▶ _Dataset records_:
· · · · · · ·
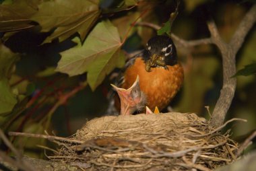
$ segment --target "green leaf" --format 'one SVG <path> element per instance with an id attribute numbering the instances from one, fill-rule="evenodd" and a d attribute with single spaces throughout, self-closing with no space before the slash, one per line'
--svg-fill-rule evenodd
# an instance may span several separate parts
<path id="1" fill-rule="evenodd" d="M 127 6 L 133 6 L 133 5 L 136 5 L 137 3 L 137 0 L 125 0 L 125 4 Z"/>
<path id="2" fill-rule="evenodd" d="M 11 112 L 17 100 L 6 78 L 0 80 L 0 114 Z"/>
<path id="3" fill-rule="evenodd" d="M 0 80 L 10 76 L 13 65 L 18 59 L 17 54 L 0 44 Z"/>
<path id="4" fill-rule="evenodd" d="M 248 76 L 253 74 L 256 74 L 256 63 L 245 65 L 243 69 L 238 70 L 232 77 L 239 75 Z"/>
<path id="5" fill-rule="evenodd" d="M 36 11 L 39 0 L 13 1 L 0 5 L 0 32 L 17 31 L 30 28 L 29 19 Z"/>
<path id="6" fill-rule="evenodd" d="M 7 78 L 13 72 L 13 65 L 18 59 L 18 55 L 0 44 L 0 114 L 11 112 L 17 103 Z"/>
<path id="7" fill-rule="evenodd" d="M 94 90 L 115 67 L 124 65 L 124 55 L 117 28 L 109 21 L 98 23 L 83 45 L 78 38 L 77 45 L 61 53 L 57 71 L 69 76 L 88 72 L 88 81 Z"/>
<path id="8" fill-rule="evenodd" d="M 168 34 L 170 32 L 170 20 L 166 22 L 162 28 L 158 30 L 158 35 L 162 35 L 164 33 Z"/>
<path id="9" fill-rule="evenodd" d="M 38 7 L 31 19 L 40 24 L 43 32 L 56 28 L 44 42 L 57 38 L 63 41 L 75 32 L 83 40 L 100 13 L 98 0 L 49 1 Z"/>

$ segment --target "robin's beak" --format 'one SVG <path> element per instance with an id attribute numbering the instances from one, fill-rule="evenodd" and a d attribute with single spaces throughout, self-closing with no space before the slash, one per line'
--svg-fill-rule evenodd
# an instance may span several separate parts
<path id="1" fill-rule="evenodd" d="M 127 90 L 118 88 L 113 84 L 111 86 L 119 96 L 121 115 L 131 114 L 135 110 L 145 107 L 146 96 L 139 88 L 139 75 L 137 76 L 133 86 Z"/>

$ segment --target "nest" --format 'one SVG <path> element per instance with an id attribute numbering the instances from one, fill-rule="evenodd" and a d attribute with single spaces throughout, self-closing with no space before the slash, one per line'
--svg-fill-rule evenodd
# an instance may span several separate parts
<path id="1" fill-rule="evenodd" d="M 92 170 L 210 170 L 236 158 L 236 143 L 220 129 L 193 113 L 104 116 L 53 158 Z"/>

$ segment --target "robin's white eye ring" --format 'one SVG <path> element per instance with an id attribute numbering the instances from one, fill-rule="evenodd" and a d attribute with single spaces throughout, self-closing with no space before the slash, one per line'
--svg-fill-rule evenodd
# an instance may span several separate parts
<path id="1" fill-rule="evenodd" d="M 166 53 L 170 53 L 170 50 L 171 50 L 171 48 L 168 47 L 168 48 L 166 48 L 166 50 L 165 50 L 165 52 L 166 52 Z"/>
<path id="2" fill-rule="evenodd" d="M 167 48 L 162 48 L 162 52 L 165 52 Z"/>

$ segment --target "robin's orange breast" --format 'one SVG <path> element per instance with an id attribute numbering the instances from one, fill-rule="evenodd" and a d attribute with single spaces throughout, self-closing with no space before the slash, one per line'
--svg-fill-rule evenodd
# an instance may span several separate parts
<path id="1" fill-rule="evenodd" d="M 174 97 L 184 78 L 181 64 L 167 67 L 168 69 L 164 67 L 152 68 L 151 71 L 148 72 L 145 69 L 144 61 L 138 57 L 134 64 L 127 69 L 122 88 L 130 88 L 139 75 L 140 88 L 146 95 L 147 106 L 152 110 L 156 106 L 162 110 Z"/>

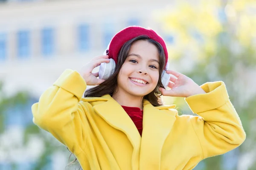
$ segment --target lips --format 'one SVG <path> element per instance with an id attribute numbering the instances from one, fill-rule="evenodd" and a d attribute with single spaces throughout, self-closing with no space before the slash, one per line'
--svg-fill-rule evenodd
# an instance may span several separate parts
<path id="1" fill-rule="evenodd" d="M 139 79 L 138 78 L 129 78 L 130 80 L 133 82 L 133 83 L 137 85 L 145 85 L 148 84 L 148 83 L 145 80 L 143 80 L 142 79 Z"/>

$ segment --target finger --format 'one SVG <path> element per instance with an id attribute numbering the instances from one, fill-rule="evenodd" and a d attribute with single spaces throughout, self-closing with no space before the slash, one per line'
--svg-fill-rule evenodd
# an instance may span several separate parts
<path id="1" fill-rule="evenodd" d="M 92 74 L 94 76 L 97 77 L 99 76 L 99 72 L 92 72 Z"/>
<path id="2" fill-rule="evenodd" d="M 172 89 L 172 87 L 173 87 L 173 86 L 174 86 L 174 83 L 169 81 L 169 83 L 168 83 L 168 87 Z"/>
<path id="3" fill-rule="evenodd" d="M 102 63 L 108 63 L 110 62 L 110 60 L 108 58 L 101 58 L 97 60 L 95 60 L 93 62 L 93 67 L 97 67 Z"/>
<path id="4" fill-rule="evenodd" d="M 94 61 L 95 60 L 97 60 L 101 58 L 108 58 L 108 55 L 101 55 L 99 56 L 97 56 L 97 57 L 95 57 L 94 58 L 93 58 L 91 60 L 91 61 Z"/>
<path id="5" fill-rule="evenodd" d="M 166 73 L 167 73 L 168 74 L 171 74 L 172 75 L 174 75 L 177 78 L 180 75 L 182 75 L 182 74 L 180 73 L 179 72 L 175 72 L 175 71 L 174 71 L 174 70 L 166 70 Z"/>
<path id="6" fill-rule="evenodd" d="M 172 81 L 173 83 L 175 83 L 175 82 L 177 80 L 177 78 L 175 77 L 174 76 L 172 76 L 172 75 L 171 75 L 170 77 L 170 81 Z"/>

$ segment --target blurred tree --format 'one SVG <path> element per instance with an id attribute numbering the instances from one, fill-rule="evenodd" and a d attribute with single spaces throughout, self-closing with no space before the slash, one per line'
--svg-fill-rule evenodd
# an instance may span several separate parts
<path id="1" fill-rule="evenodd" d="M 172 69 L 200 85 L 225 82 L 247 135 L 238 149 L 240 160 L 248 153 L 256 153 L 252 144 L 256 142 L 256 90 L 251 88 L 256 83 L 253 78 L 256 74 L 256 10 L 255 0 L 182 1 L 157 15 L 166 34 Z M 181 113 L 191 114 L 183 98 L 166 99 L 183 108 L 178 110 Z M 248 158 L 247 168 L 239 169 L 256 169 L 253 164 L 256 155 L 251 155 L 254 156 Z M 223 156 L 204 161 L 204 169 L 227 170 Z M 239 169 L 239 162 L 232 162 L 235 167 L 229 170 Z"/>
<path id="2" fill-rule="evenodd" d="M 28 167 L 23 168 L 26 170 L 31 170 L 52 169 L 52 166 L 53 166 L 52 163 L 54 159 L 53 157 L 55 153 L 58 152 L 63 153 L 66 155 L 65 158 L 66 158 L 67 162 L 70 153 L 65 147 L 57 141 L 49 133 L 44 130 L 41 130 L 40 128 L 33 124 L 32 113 L 31 112 L 30 108 L 32 104 L 35 102 L 36 102 L 35 100 L 31 99 L 31 97 L 29 96 L 28 92 L 20 92 L 12 96 L 7 96 L 3 88 L 3 84 L 0 82 L 0 137 L 7 137 L 7 138 L 10 137 L 9 135 L 6 135 L 6 132 L 9 132 L 8 128 L 11 127 L 12 126 L 15 127 L 17 125 L 20 129 L 23 130 L 21 131 L 21 132 L 23 132 L 23 134 L 21 135 L 22 139 L 20 140 L 20 141 L 23 141 L 23 143 L 19 144 L 18 146 L 7 145 L 8 147 L 6 147 L 6 146 L 4 145 L 5 144 L 1 143 L 1 144 L 0 145 L 0 150 L 4 151 L 5 153 L 4 154 L 6 156 L 10 155 L 10 152 L 13 151 L 14 150 L 26 150 L 28 153 L 33 152 L 33 150 L 31 150 L 31 148 L 33 149 L 33 147 L 29 146 L 29 145 L 31 144 L 30 142 L 31 141 L 31 139 L 35 138 L 35 137 L 38 139 L 38 141 L 39 141 L 40 142 L 42 141 L 41 142 L 42 143 L 42 150 L 37 152 L 38 153 L 36 156 L 38 157 L 38 158 L 34 159 L 33 158 L 30 158 L 31 159 L 33 158 L 33 160 L 27 160 L 26 163 L 28 164 Z M 18 110 L 17 113 L 15 113 L 12 112 L 13 110 Z M 10 117 L 10 114 L 12 114 L 12 116 L 13 116 L 13 118 Z M 23 118 L 22 121 L 25 121 L 24 123 L 23 123 L 22 124 L 15 124 L 17 122 L 17 121 L 15 121 L 14 122 L 12 122 L 12 124 L 8 124 L 8 121 L 7 121 L 7 119 L 10 118 L 14 119 L 17 119 L 17 118 L 15 117 L 18 116 L 20 114 L 22 115 L 21 117 Z M 30 115 L 30 116 L 27 117 L 27 115 Z M 7 141 L 10 141 L 9 142 L 12 142 L 10 141 L 11 140 L 11 138 L 7 139 Z M 20 141 L 20 139 L 19 139 L 19 141 Z M 3 144 L 3 146 L 2 144 Z M 28 155 L 31 155 L 29 153 L 28 154 L 27 153 L 24 153 L 25 156 L 28 157 Z M 29 156 L 28 157 L 29 158 Z M 7 158 L 8 159 L 9 158 Z M 6 164 L 7 164 L 7 166 L 8 164 L 10 164 L 10 166 L 9 167 L 9 169 L 8 169 L 12 170 L 21 169 L 20 169 L 20 166 L 22 166 L 22 164 L 20 164 L 18 161 L 16 162 L 15 161 L 16 159 L 20 159 L 21 158 L 17 157 L 17 159 L 13 158 L 9 159 L 8 161 L 7 161 L 7 159 L 6 160 Z M 1 159 L 1 161 L 3 160 L 3 158 Z M 6 165 L 1 164 L 3 163 L 4 165 L 6 164 L 5 162 L 0 162 L 0 169 L 4 169 L 3 168 L 6 168 L 5 166 Z M 65 165 L 67 165 L 67 163 L 66 165 L 64 164 L 63 167 L 64 167 Z M 3 166 L 4 166 L 4 167 Z M 70 169 L 73 168 L 74 166 L 74 165 L 72 166 Z M 67 167 L 67 168 L 68 167 Z M 67 169 L 68 169 L 67 168 Z"/>

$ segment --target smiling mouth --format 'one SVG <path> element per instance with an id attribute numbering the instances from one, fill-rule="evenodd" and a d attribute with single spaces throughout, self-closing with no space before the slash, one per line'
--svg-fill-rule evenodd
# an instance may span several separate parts
<path id="1" fill-rule="evenodd" d="M 148 84 L 148 83 L 147 82 L 142 80 L 137 79 L 136 78 L 130 78 L 130 79 L 133 81 L 134 81 L 138 83 L 140 83 L 142 84 Z"/>

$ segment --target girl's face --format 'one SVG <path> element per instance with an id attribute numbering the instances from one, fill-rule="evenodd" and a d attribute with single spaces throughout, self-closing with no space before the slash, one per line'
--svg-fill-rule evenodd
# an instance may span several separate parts
<path id="1" fill-rule="evenodd" d="M 118 73 L 119 93 L 142 97 L 152 92 L 159 78 L 158 55 L 154 45 L 145 40 L 134 42 Z"/>

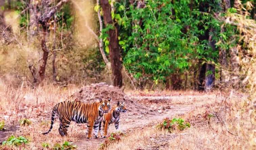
· · · · · · ·
▶ _WORK TO BE COMPLETED_:
Gather every line of the data above that contains the string "robin" and copy each one in full.

▶ _WRITTEN ANSWER_:
$ segment --target "robin's beak" --format 'one SVG <path> element per instance with an id attribute numbering the instances from one, fill-rule="evenodd" and a d attribute with single spaces throughout, self-closing with no space before the slash, one per line'
$ segment --target "robin's white eye ring" --format 'one SVG <path> element per instance with an id attribute numbering the instances from one, fill-rule="evenodd" and a d attribute with single spaces throughout, self-closing with no space before the slash, one per line'
$ segment --target "robin's orange breast" --format 'one SVG <path> element per instance with an id attribute numbering the instances from one, fill-rule="evenodd" and a d attribute with single spaces throughout, self-closing with no space before the slash, one per line'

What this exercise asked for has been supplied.